_Given problem A_. According to the Kapiti Expressway article, on what date did the Raumati to Peka Peka section open to traffic?
_Given problem B_. From the Kapiti Expressway article, extract the part that opens with the words containing "Controversies" and closes with "encountered they declined.".

─── Selected extract ───

The Kapiti Expressway is a four-lane grade-separated expressway on New Zealand's State Highway 1 route through the Kapiti Coast north of Wellington. From the northernmost terminus of the Transmission Gully Motorway at Mackays Crossing just north of Paekākāriki, it extends northwards  to just north of Ōtaki, bypassing the former two-lane route through Raumati South, Paraparaumu, Waikanae, Peka Peka, Te Horo and Ōtaki.

Construction
The section from just south of Mackays Crossing to just south of Poplar Avenue at Raumati South was completed in 2007 with the completion of the Mackays Crossing interchange and rail overbridge, bypassing the existing rail level crossing. The previously constructed four-lane section from Mackays Crossing to Poplar Avenue was upgraded during 2016 and early 2017 to provide an improved road surface. This section of road is constructed on an old peat swamp and develops an uneven surface over time.

Work on the Raumati to Peka Peka section started in December 2013. The official opening ceremony was held on 16 February 2017, and the expressway opened to traffic in the early hours of 24 February 2017, some three months ahead of the original scheduled date. Some works, including the final layer of asphalt on some sections and roundabouts at the Peka Peka and Poplar Avenue interchanges, took until mid-2017 to complete.

The first sod was turned on the 13 km Peka Peka to Ōtaki northern extension on 6 July 2017, and it opened to traffic on 22 December 2022.

Controversies
After 18 months it was apparent the road needed repairs. 49 kilometres of lanes were found to be leaking, due to the new type of low-sound asphalt that was used for its construction. This caused the road to crack and sink in many areas. When the New Zealand Transport Agency (NZTA) were asked, under an Official Information Act request, to provide information on the cause of the issues encountered they declined.

─── Dataset entries ───

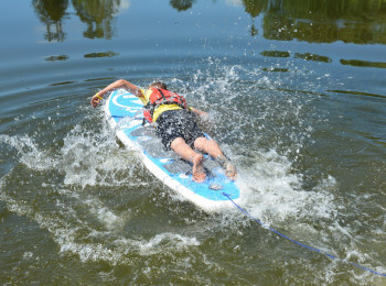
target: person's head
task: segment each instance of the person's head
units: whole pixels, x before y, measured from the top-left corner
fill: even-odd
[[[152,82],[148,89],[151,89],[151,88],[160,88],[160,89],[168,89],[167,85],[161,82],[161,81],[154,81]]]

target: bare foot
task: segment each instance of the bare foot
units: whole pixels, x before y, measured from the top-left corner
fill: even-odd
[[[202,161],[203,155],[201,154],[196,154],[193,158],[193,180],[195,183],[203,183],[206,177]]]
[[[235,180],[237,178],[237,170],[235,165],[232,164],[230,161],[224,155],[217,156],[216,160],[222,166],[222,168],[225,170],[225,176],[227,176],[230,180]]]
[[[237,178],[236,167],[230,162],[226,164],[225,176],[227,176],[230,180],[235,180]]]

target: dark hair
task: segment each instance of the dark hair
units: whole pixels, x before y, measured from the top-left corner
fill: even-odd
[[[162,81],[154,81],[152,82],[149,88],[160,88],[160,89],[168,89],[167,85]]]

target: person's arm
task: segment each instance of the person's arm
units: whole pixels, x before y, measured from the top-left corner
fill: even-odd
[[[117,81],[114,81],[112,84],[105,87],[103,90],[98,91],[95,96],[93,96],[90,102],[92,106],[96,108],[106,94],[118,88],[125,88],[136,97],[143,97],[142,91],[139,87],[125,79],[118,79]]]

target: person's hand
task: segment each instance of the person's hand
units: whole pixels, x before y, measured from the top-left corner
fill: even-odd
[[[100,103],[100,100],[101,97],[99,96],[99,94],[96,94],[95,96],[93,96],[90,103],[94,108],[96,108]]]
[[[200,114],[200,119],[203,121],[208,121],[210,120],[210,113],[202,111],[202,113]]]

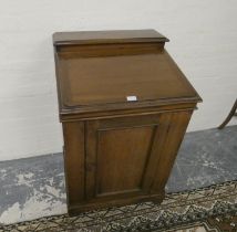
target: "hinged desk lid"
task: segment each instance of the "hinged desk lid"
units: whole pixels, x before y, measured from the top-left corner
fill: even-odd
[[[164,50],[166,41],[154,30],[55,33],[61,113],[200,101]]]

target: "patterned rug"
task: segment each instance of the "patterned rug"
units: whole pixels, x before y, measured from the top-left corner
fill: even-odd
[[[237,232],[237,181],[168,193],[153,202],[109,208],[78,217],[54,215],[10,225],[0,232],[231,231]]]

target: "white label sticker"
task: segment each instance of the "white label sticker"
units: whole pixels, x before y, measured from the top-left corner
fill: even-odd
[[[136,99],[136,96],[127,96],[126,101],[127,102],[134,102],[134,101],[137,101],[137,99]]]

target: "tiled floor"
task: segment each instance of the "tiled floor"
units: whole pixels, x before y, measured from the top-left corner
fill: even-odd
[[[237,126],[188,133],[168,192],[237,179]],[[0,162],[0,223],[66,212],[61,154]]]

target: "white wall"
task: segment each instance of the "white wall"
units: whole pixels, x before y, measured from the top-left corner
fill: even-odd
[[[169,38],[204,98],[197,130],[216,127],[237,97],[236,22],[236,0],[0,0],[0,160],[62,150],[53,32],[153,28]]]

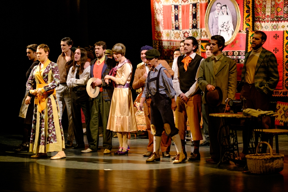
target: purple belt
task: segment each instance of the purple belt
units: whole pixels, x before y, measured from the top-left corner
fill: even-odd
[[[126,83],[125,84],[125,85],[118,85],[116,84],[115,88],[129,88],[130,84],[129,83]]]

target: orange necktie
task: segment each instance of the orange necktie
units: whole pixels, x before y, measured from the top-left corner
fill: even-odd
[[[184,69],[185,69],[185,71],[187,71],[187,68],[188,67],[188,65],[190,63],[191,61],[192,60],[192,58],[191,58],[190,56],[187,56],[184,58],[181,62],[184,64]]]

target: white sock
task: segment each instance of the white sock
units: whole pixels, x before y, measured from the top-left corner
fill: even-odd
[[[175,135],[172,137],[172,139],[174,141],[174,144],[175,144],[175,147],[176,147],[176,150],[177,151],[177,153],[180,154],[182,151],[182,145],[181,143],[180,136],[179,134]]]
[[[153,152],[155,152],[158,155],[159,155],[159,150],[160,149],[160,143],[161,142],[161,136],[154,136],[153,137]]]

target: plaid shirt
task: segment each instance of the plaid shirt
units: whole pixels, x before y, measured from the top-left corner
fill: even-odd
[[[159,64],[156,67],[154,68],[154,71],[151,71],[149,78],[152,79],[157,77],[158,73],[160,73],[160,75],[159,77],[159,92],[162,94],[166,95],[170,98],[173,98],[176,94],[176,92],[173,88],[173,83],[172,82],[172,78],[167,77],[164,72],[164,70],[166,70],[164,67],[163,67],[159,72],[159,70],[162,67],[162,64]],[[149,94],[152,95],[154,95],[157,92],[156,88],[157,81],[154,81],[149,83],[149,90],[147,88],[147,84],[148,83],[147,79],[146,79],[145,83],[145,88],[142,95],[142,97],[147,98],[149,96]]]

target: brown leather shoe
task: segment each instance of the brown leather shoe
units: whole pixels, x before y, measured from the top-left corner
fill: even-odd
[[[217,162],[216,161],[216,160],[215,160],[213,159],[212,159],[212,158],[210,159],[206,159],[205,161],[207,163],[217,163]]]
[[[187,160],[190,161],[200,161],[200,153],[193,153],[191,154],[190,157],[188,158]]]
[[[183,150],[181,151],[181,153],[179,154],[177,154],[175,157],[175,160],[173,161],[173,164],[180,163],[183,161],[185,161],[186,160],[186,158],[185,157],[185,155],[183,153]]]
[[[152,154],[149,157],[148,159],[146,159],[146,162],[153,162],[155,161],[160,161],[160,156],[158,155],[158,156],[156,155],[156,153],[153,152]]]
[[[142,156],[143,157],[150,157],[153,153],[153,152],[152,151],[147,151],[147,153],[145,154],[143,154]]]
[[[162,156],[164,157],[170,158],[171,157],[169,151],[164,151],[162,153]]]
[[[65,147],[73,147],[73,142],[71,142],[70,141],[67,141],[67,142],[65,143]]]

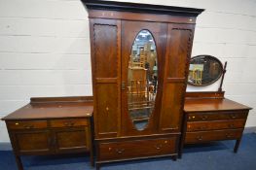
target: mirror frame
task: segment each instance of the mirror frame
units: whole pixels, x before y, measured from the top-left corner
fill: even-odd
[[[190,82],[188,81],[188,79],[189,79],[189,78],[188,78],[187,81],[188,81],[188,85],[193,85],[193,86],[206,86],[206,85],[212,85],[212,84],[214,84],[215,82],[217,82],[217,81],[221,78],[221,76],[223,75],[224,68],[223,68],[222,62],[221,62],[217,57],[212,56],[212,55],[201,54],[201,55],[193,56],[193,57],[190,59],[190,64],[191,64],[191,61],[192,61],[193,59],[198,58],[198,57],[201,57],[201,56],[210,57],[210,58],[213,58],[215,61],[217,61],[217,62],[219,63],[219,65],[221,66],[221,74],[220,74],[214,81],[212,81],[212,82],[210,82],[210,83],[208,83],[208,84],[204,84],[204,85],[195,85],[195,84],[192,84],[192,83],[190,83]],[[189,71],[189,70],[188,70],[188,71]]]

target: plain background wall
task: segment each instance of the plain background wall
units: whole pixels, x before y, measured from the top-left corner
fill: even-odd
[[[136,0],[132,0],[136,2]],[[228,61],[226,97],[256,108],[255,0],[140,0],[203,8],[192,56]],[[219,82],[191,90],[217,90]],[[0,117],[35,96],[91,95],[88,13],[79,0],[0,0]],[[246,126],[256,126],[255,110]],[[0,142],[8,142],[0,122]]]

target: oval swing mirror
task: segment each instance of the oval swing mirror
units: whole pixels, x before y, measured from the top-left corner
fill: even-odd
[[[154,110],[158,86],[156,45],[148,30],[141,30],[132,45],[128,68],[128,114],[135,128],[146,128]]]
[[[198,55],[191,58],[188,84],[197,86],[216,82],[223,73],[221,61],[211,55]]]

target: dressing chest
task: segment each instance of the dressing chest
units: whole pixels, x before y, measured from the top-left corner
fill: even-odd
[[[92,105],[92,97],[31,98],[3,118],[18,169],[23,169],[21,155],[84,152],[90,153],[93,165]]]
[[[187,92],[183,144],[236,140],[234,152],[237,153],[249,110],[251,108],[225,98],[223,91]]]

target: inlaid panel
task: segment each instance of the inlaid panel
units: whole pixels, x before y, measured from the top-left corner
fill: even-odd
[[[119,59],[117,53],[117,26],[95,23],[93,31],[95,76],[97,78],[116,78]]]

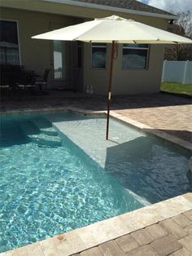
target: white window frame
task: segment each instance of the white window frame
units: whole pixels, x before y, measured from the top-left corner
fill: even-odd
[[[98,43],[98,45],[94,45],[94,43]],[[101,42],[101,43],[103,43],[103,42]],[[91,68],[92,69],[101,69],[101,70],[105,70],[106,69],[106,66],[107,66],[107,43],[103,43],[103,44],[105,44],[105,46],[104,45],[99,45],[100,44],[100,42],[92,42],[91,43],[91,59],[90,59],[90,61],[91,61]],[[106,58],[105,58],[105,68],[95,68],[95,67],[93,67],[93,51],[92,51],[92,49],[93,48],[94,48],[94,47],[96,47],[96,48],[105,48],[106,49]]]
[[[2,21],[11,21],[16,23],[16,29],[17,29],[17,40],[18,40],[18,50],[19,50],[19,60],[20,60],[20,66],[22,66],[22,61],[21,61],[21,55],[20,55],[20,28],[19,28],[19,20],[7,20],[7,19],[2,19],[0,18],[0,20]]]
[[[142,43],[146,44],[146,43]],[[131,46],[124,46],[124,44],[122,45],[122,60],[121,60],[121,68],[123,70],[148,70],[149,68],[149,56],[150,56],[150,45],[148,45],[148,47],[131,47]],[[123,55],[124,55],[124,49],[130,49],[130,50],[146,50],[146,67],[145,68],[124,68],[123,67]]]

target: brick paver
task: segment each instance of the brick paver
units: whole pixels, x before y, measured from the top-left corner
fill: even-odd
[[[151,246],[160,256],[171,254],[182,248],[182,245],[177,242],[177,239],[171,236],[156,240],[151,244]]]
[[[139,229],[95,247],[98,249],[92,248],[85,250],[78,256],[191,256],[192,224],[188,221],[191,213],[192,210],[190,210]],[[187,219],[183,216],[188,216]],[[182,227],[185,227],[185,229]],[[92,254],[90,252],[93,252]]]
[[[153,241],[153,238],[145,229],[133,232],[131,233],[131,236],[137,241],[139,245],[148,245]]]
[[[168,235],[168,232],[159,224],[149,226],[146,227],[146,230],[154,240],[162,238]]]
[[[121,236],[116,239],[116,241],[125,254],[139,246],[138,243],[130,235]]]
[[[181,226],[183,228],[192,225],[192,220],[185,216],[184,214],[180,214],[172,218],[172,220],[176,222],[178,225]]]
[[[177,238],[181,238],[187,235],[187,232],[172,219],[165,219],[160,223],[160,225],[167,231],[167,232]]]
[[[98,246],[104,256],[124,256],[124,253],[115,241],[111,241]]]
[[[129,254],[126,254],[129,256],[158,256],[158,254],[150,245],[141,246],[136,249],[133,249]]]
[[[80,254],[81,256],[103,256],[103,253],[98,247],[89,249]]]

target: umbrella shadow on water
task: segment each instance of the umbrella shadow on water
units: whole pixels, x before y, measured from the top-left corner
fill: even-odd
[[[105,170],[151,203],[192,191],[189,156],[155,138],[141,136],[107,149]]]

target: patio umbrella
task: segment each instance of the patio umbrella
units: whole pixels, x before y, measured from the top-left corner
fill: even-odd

───

_Correct output A_. 24 February 2017

_Correct output B_.
Controversies
After 18 months it was apparent the road needed repairs. 49 kilometres of lanes were found to be leaking, due to the new type of low-sound asphalt that was used for its construction. This caused the road to crack and sink in many areas. When the New Zealand Transport Agency (NZTA) were asked, under an Official Information Act request, to provide information on the cause of the issues encountered they declined.